Put every line of the listing below into a Markdown table with two columns, Row and Line, numbering the rows and skipping blank lines. Leave the pictures out.

Entries:
════════════════

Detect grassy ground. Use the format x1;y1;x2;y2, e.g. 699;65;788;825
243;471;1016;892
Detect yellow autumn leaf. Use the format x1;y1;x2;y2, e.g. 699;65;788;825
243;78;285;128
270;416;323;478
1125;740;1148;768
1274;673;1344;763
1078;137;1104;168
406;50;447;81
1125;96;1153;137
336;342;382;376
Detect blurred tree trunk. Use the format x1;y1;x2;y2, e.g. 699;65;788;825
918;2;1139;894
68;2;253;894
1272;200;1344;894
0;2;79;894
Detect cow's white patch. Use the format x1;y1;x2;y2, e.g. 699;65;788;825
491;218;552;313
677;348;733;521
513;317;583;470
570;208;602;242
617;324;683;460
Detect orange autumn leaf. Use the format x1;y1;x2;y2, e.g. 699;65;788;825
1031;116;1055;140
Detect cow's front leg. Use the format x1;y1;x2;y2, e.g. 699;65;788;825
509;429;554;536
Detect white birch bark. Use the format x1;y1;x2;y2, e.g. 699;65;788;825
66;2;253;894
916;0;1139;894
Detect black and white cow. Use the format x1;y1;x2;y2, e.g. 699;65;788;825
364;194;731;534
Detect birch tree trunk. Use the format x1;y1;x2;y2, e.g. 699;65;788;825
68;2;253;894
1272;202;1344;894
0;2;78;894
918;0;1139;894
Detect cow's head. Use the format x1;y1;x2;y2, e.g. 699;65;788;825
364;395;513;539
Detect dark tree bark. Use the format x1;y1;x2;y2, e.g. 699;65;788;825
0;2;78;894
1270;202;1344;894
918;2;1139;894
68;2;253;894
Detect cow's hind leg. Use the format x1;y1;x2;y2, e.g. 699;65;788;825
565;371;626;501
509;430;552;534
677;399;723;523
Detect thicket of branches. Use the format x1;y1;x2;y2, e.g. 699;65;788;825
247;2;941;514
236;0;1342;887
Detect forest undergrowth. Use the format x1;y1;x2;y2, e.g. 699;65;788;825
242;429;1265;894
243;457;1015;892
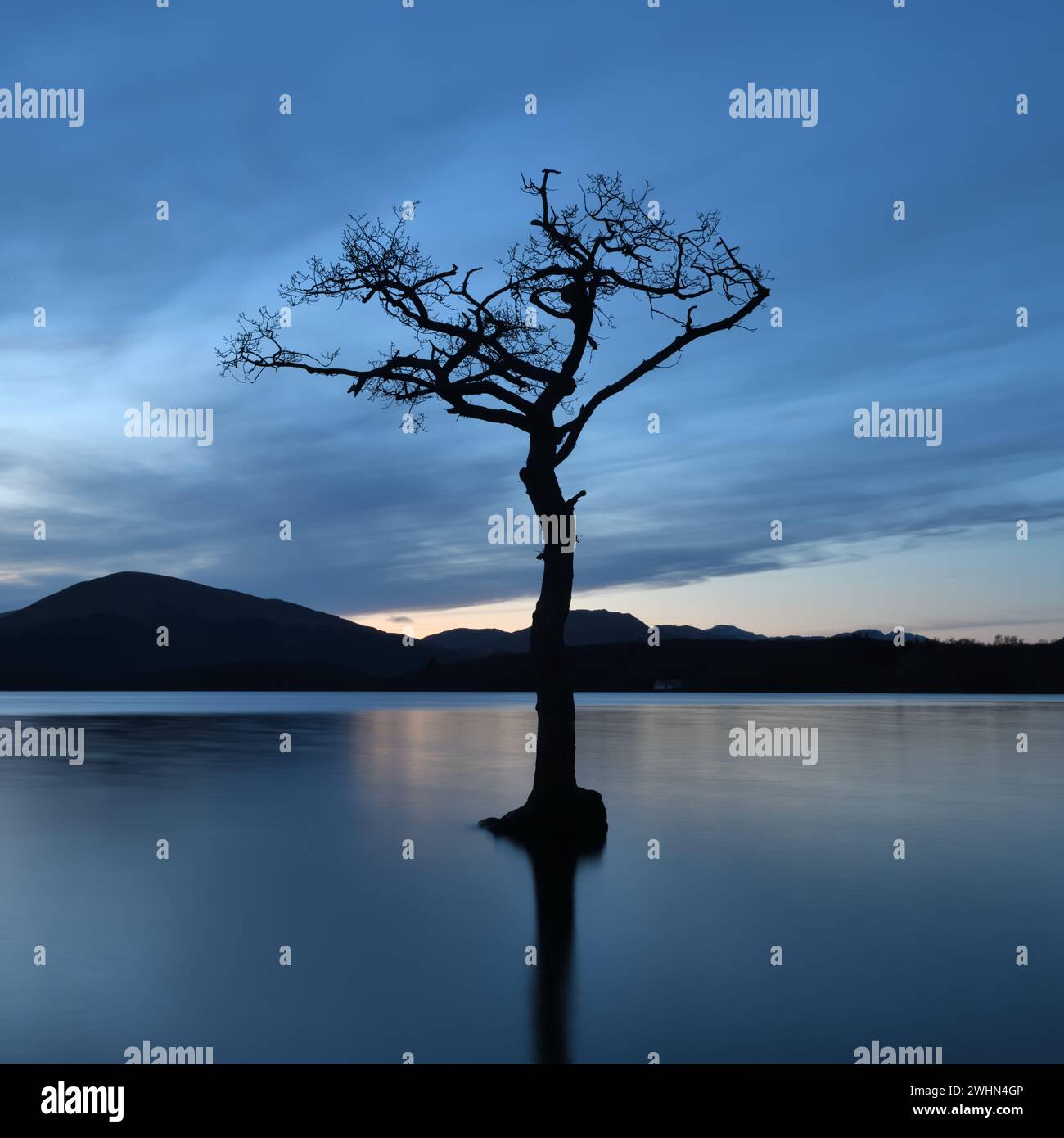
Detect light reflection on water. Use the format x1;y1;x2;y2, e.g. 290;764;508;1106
0;693;1064;1063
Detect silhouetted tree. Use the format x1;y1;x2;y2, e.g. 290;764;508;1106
219;169;769;847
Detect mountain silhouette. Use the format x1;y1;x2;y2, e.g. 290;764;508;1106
0;572;1047;693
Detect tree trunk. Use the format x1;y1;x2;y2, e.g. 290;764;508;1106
521;443;576;800
480;435;607;851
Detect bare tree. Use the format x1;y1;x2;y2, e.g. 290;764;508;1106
219;169;769;838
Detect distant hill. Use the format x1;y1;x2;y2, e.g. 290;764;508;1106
0;572;1042;693
0;572;431;689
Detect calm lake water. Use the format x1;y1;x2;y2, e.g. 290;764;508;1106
0;693;1064;1064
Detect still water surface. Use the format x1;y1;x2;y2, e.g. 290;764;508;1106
0;693;1064;1063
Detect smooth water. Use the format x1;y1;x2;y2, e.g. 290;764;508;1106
0;693;1064;1064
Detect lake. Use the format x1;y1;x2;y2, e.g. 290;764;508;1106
0;692;1064;1064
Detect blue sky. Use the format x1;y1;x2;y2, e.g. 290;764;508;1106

════════════════

Result of the exercise:
| Row | Line |
|---|---|
| 1 | Detect grassy ground. Use the format x1;y1;x2;y2, e.g. 699;65;788;825 |
| 2 | 243;471;1016;892 |
| 3 | Detect yellow autumn leaf. Use the format x1;y1;x2;y2, e.g. 699;65;788;825 |
| 4 | 243;78;285;128 |
| 5 | 270;416;323;478 |
| 6 | 1125;740;1148;768 |
| 7 | 1274;673;1344;763 |
| 8 | 1078;137;1104;168 |
| 9 | 406;50;447;81 |
| 10 | 1125;96;1153;137 |
| 11 | 336;342;382;376 |
| 12 | Detect blurred tree trunk. Use the format x1;y1;x2;y2, e.g. 699;65;788;825 |
| 13 | 918;2;1139;894 |
| 14 | 68;2;253;894 |
| 15 | 1272;200;1344;894 |
| 16 | 0;2;79;894 |
| 17 | Detect cow's white patch. Use the format x1;y1;x2;y2, e.g. 699;65;788;825 |
| 18 | 491;218;552;313 |
| 19 | 677;348;733;521 |
| 20 | 513;317;583;470 |
| 21 | 570;208;602;242 |
| 22 | 617;324;683;460 |
| 23 | Detect orange autumn leaf. Use the format x1;y1;x2;y2, e.g. 699;65;788;825 |
| 24 | 1031;116;1055;140 |
| 25 | Detect cow's front leg. Use the format x1;y1;x2;y2, e.g. 699;65;788;825 |
| 26 | 509;429;554;536 |
| 27 | Detect white birch bark. Use the format x1;y1;x2;y2, e.g. 699;65;788;825 |
| 28 | 66;2;253;894 |
| 29 | 916;0;1139;894 |
| 30 | Detect black and white cow. Use the format x1;y1;x2;y2, e.g. 699;65;788;825 |
| 31 | 364;194;731;534 |
| 32 | Detect birch tree trunk. Use the format x1;y1;x2;y2, e.g. 699;65;788;825 |
| 33 | 68;2;253;894 |
| 34 | 1272;202;1344;894 |
| 35 | 0;2;78;894 |
| 36 | 918;0;1139;894 |
| 37 | Detect cow's head. Use the format x1;y1;x2;y2, e.g. 699;65;788;825 |
| 38 | 364;395;513;539 |
| 39 | Detect dark tree bark. Use the format x1;y1;x2;y2, e.g. 699;65;788;825 |
| 40 | 0;2;78;894 |
| 41 | 1270;202;1344;894 |
| 42 | 918;2;1139;894 |
| 43 | 68;2;253;894 |
| 44 | Detect cow's hind leg. Use the format x1;y1;x2;y2, e.g. 699;65;788;825 |
| 45 | 565;371;626;501 |
| 46 | 509;430;552;534 |
| 47 | 677;399;723;523 |
| 48 | Detect thicket of branches. Use the format x1;y1;x2;y2, e.g. 699;65;788;825 |
| 49 | 247;2;941;514 |
| 50 | 236;0;1342;887 |
| 51 | Detect forest undergrowth. Use the format x1;y1;x2;y2, e.g. 699;65;788;825 |
| 52 | 242;429;1265;894 |
| 53 | 243;457;1015;892 |
| 54 | Detect light reflection on water. Use the format x1;y1;x2;y2, e.g. 290;764;508;1106 |
| 55 | 0;693;1064;1063 |
| 56 | Detect silhouetted tree. Use the format x1;y1;x2;y2, e.g. 290;764;508;1106 |
| 57 | 219;169;769;847 |
| 58 | Detect mountain silhouette. Use the format x1;y1;x2;y2, e.g. 290;764;508;1106 |
| 59 | 0;572;1047;693 |
| 60 | Detect tree trunk. Use the format x1;y1;x2;y2, e.g. 290;764;508;1106 |
| 61 | 521;443;576;800 |
| 62 | 480;435;607;851 |
| 63 | Detect bare tree. Use the format x1;y1;x2;y2, e.g. 290;764;508;1106 |
| 64 | 219;169;769;838 |
| 65 | Detect distant hill. Use the format x1;y1;x2;y2, e.g. 290;764;508;1106 |
| 66 | 0;572;1042;693 |
| 67 | 0;572;431;689 |
| 68 | Detect calm lake water. Use the format x1;y1;x2;y2, e.g. 290;764;508;1106 |
| 69 | 0;693;1064;1064 |
| 70 | Detect still water surface. Use the format x1;y1;x2;y2, e.g. 290;764;508;1106 |
| 71 | 0;693;1064;1063 |
| 72 | Detect smooth water. Use the format x1;y1;x2;y2, e.g. 290;764;508;1106 |
| 73 | 0;693;1064;1064 |
| 74 | Detect lake. Use the format x1;y1;x2;y2, e.g. 290;764;508;1106 |
| 75 | 0;692;1064;1064 |
| 76 | Detect blue sky. Use the format x1;y1;x2;y2, e.g. 290;764;508;1106 |